**ACTION ITEM:** Lines outside the range are not wanted. Give again exactly the lines between the line holding "Given the image above, locate the monkey's leg." and the line holding "Given the image above, locate the tree branch.", inclusive, from the listing below.

**INFORMATION GIVEN:**
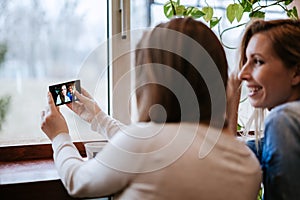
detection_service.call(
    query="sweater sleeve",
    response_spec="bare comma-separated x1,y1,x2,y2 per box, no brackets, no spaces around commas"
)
262,103,300,200
91,111,125,139
52,133,133,198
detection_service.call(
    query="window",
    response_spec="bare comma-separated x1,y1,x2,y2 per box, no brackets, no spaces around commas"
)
0,0,108,146
0,0,290,147
133,0,288,130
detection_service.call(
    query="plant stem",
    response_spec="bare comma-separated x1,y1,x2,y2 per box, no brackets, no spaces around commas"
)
219,22,247,49
252,0,286,12
170,0,176,15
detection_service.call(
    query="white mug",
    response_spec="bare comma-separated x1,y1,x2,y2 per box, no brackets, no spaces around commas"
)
84,141,108,159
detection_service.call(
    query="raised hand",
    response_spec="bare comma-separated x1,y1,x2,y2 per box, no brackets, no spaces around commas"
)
226,71,242,135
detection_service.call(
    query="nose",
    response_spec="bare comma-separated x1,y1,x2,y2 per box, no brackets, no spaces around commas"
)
238,62,251,81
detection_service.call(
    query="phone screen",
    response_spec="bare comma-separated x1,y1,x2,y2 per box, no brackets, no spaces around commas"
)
49,80,81,106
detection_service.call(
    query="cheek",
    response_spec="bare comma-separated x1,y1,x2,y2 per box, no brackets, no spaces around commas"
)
254,66,288,88
253,68,270,86
264,77,293,106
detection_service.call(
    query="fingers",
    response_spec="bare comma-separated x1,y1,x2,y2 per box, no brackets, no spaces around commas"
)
66,102,73,110
41,110,45,123
81,88,93,99
74,90,91,104
66,100,83,114
40,107,49,130
228,72,242,90
47,92,57,112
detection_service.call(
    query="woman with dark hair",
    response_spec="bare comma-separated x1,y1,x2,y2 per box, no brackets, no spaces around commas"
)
56,84,71,104
233,19,300,200
41,18,261,199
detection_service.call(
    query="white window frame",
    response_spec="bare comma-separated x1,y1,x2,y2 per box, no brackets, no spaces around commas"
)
109,0,132,124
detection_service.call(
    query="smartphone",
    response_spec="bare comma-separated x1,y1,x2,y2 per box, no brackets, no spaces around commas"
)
49,80,81,106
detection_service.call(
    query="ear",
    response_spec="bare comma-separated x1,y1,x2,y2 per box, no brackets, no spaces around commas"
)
291,64,300,86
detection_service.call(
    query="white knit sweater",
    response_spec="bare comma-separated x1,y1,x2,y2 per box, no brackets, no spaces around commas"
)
52,111,262,200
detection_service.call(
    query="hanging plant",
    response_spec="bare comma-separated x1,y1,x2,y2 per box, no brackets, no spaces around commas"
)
164,0,221,28
164,0,298,47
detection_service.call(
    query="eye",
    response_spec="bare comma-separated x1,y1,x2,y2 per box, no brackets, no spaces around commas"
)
254,58,264,65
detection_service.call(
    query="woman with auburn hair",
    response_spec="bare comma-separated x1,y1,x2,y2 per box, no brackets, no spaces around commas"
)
41,18,261,199
56,84,71,105
233,19,300,200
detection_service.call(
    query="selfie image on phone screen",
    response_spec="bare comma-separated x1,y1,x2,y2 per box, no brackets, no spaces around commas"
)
49,80,81,106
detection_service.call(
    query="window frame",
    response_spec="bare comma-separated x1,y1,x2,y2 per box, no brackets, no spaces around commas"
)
0,0,131,145
0,0,131,190
0,0,289,159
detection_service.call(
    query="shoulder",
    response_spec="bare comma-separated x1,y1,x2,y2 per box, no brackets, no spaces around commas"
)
269,100,300,116
101,123,195,173
264,101,300,146
266,101,300,125
107,122,169,154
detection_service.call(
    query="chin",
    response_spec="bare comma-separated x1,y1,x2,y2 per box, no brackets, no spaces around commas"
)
249,100,264,109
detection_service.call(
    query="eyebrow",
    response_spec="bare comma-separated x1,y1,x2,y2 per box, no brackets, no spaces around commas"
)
246,52,264,59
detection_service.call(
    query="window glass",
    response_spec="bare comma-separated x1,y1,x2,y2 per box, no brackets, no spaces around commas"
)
132,0,288,130
0,0,108,146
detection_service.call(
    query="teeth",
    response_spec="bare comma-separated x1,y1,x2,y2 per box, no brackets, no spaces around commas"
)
249,87,261,93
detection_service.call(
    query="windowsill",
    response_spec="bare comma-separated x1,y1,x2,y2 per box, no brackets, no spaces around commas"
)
0,143,112,200
0,142,87,184
0,158,59,185
0,142,87,199
0,158,78,199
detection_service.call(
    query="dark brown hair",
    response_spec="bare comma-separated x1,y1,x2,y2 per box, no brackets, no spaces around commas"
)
135,17,228,124
239,19,300,70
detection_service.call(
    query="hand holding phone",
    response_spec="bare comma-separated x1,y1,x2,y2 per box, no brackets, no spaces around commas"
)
49,80,81,106
66,88,101,123
41,92,69,140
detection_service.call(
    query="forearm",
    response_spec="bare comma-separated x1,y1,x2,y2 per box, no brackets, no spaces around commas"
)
91,111,125,139
52,133,87,196
52,133,131,198
226,81,241,135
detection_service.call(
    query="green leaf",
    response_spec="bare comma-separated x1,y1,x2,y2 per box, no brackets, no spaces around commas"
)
202,6,214,22
185,7,205,18
293,6,299,19
287,6,299,19
227,4,236,23
163,1,179,19
176,5,186,16
285,0,293,5
226,3,244,23
237,123,243,131
210,17,221,28
236,4,244,22
241,0,253,12
249,10,265,19
250,0,259,4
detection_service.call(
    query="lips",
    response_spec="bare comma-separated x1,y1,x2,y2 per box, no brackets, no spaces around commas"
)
247,86,262,97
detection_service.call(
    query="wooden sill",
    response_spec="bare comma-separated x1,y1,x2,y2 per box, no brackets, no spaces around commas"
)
0,142,86,184
0,142,86,162
0,179,78,200
0,159,58,185
0,158,80,199
0,143,86,199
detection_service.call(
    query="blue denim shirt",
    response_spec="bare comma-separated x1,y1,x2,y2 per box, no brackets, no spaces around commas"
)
247,100,300,200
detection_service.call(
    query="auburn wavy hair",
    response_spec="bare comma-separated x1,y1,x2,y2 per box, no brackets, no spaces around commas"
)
134,17,228,125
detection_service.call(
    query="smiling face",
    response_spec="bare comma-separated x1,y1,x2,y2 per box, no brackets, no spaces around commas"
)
61,85,67,96
238,33,300,110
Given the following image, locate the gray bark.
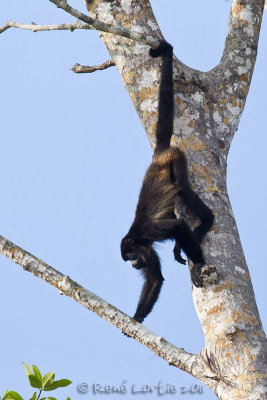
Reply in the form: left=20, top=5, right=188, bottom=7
left=83, top=1, right=266, bottom=399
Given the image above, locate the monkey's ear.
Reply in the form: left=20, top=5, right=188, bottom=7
left=140, top=244, right=152, bottom=264
left=141, top=254, right=147, bottom=264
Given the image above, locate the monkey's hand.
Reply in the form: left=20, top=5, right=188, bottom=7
left=190, top=263, right=204, bottom=288
left=123, top=316, right=143, bottom=338
left=173, top=244, right=187, bottom=265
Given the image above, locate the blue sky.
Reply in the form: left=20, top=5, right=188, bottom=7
left=0, top=1, right=266, bottom=399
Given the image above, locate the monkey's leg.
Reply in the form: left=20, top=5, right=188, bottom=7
left=133, top=248, right=164, bottom=323
left=179, top=187, right=214, bottom=243
left=171, top=219, right=205, bottom=287
left=171, top=152, right=214, bottom=243
left=151, top=219, right=205, bottom=287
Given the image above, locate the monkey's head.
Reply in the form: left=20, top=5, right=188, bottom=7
left=121, top=236, right=151, bottom=270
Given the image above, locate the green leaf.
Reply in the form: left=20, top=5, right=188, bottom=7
left=47, top=397, right=57, bottom=400
left=2, top=391, right=12, bottom=400
left=23, top=363, right=41, bottom=389
left=29, top=393, right=37, bottom=400
left=66, top=398, right=71, bottom=400
left=54, top=379, right=71, bottom=388
left=43, top=379, right=71, bottom=391
left=28, top=375, right=42, bottom=389
left=43, top=383, right=61, bottom=391
left=32, top=365, right=43, bottom=384
left=23, top=362, right=33, bottom=377
left=42, top=373, right=55, bottom=388
left=39, top=398, right=47, bottom=400
left=6, top=392, right=24, bottom=400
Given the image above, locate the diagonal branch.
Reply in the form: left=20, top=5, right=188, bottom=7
left=0, top=234, right=213, bottom=385
left=0, top=20, right=92, bottom=34
left=48, top=0, right=158, bottom=48
left=71, top=60, right=115, bottom=73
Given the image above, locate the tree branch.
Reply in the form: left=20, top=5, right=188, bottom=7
left=71, top=60, right=115, bottom=73
left=206, top=0, right=265, bottom=145
left=0, top=234, right=213, bottom=384
left=48, top=0, right=158, bottom=48
left=213, top=0, right=265, bottom=106
left=0, top=20, right=92, bottom=34
left=222, top=0, right=264, bottom=66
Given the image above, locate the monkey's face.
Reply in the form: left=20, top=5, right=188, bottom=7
left=121, top=236, right=150, bottom=270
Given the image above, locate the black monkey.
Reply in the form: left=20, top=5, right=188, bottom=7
left=121, top=41, right=214, bottom=324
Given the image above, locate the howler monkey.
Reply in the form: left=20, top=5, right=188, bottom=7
left=121, top=41, right=214, bottom=324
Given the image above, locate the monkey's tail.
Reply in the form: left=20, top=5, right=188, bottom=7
left=150, top=40, right=173, bottom=152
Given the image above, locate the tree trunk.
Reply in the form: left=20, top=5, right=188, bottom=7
left=84, top=1, right=266, bottom=398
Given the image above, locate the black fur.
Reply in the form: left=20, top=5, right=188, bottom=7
left=121, top=40, right=214, bottom=325
left=150, top=41, right=173, bottom=152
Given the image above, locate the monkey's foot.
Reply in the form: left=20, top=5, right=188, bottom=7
left=173, top=245, right=187, bottom=265
left=191, top=263, right=204, bottom=288
left=201, top=265, right=217, bottom=285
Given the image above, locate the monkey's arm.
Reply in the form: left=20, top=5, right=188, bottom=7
left=133, top=277, right=163, bottom=323
left=133, top=248, right=164, bottom=323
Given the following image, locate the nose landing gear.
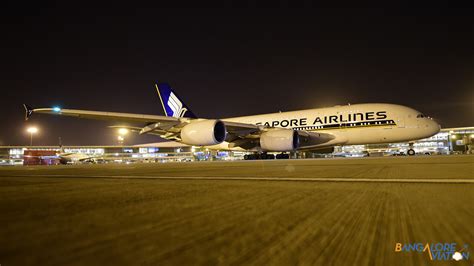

**SOLVED PROBLEM:**
Given the image above, locate the monkey's leg.
Reply in the form: left=20, top=5, right=188, bottom=7
left=133, top=248, right=164, bottom=323
left=179, top=187, right=214, bottom=243
left=171, top=219, right=205, bottom=287
left=171, top=152, right=214, bottom=243
left=151, top=219, right=205, bottom=287
Given the image above, locate the monkey's head.
Reply in the form: left=20, top=5, right=188, bottom=7
left=121, top=236, right=151, bottom=270
Given the image above, locate the green leaf.
Reply in the form: left=20, top=5, right=188, bottom=7
left=47, top=397, right=57, bottom=400
left=2, top=391, right=12, bottom=400
left=23, top=363, right=41, bottom=389
left=29, top=393, right=37, bottom=400
left=66, top=398, right=71, bottom=400
left=54, top=379, right=71, bottom=388
left=43, top=379, right=71, bottom=391
left=28, top=375, right=42, bottom=389
left=43, top=383, right=61, bottom=391
left=32, top=365, right=43, bottom=384
left=23, top=362, right=33, bottom=377
left=42, top=373, right=55, bottom=388
left=39, top=398, right=47, bottom=400
left=6, top=392, right=24, bottom=400
Given the image above, locate the diagonal branch.
Reply in the form: left=20, top=5, right=188, bottom=7
left=0, top=234, right=213, bottom=385
left=0, top=20, right=92, bottom=34
left=48, top=0, right=158, bottom=48
left=71, top=60, right=115, bottom=73
Given the image above, locate the tree branch.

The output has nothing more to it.